Reproduce the records below word for word, keeping every line in its original order. Leave out the pictures.

## start Data rows

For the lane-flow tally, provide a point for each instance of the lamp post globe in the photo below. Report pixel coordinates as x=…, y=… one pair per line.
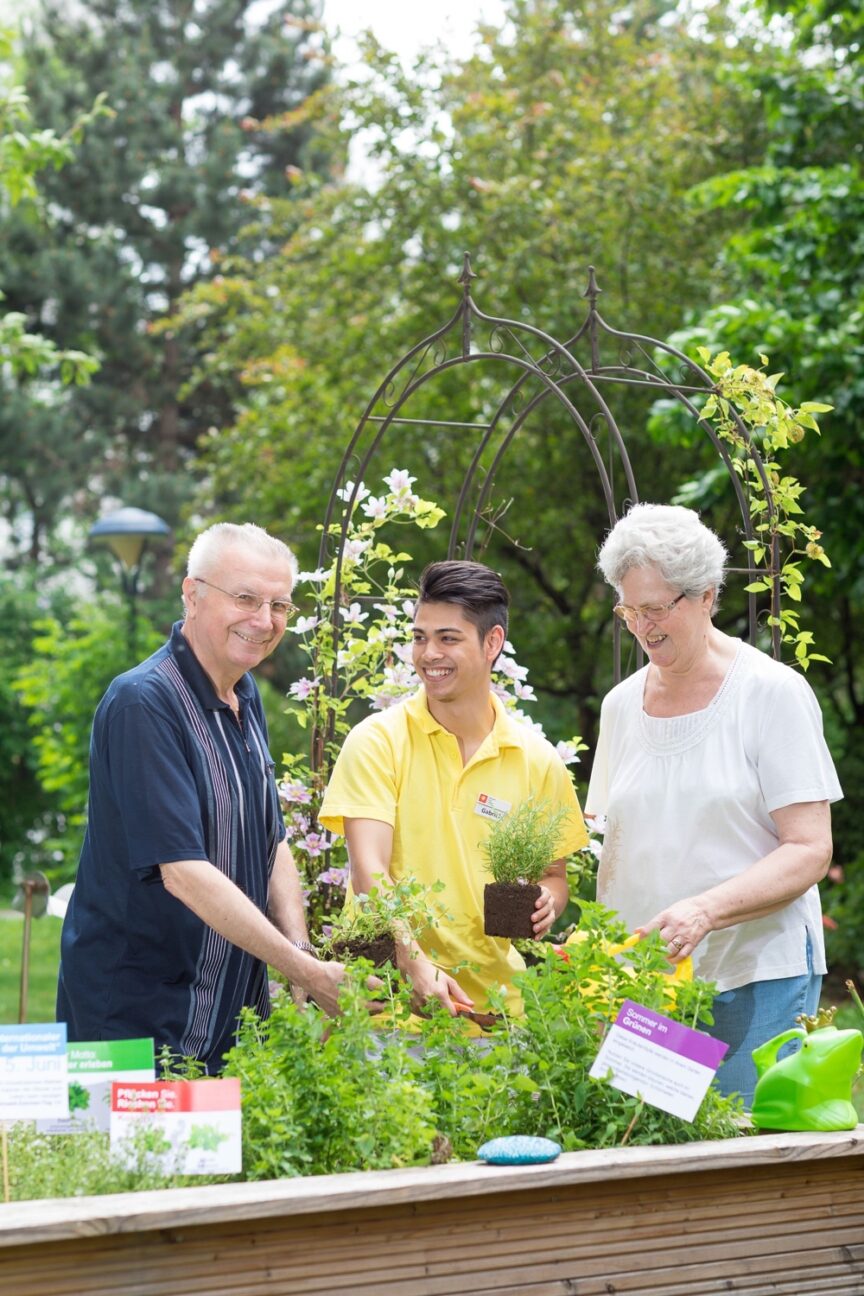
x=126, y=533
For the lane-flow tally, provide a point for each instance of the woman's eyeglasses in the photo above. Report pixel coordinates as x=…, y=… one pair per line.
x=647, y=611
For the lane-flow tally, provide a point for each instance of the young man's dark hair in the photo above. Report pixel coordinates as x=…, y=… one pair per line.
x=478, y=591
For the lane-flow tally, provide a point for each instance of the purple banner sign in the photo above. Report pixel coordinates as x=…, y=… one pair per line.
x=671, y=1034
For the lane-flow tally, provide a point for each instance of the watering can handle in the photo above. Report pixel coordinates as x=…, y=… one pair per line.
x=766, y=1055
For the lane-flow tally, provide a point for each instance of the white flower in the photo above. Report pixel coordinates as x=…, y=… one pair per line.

## end Data rows

*Result of this exercise*.
For the lane-flow tally, provide a point for each instance of the lamp post globe in the photo below. Report pixel coordinates as x=…, y=… one pair per line.
x=126, y=533
For the lane-flow tally, provide a point for each instance of the woman's eyeglasses in the photo above. Report pixel coordinates as x=…, y=… one pair per line.
x=647, y=611
For the lane-flow tally, provide a point for each instance of the young man's dark hair in the photo above. Report pixel coordinates as x=…, y=… one pair per line.
x=478, y=591
For the lane-flow tally, provide a point for each instance of the purple banner sign in the photo above. Report pixel coordinates as x=…, y=… one pair per line.
x=671, y=1034
For the lane-flow tally, provide a point for each instance of the watering can handle in the photo above. Report pixel coordinates as x=…, y=… one pair per line.
x=766, y=1055
For the lane-flow tally, provide a point for each instance of the white flower in the photo above. Report pixel coordinates as x=…, y=… one pair per line.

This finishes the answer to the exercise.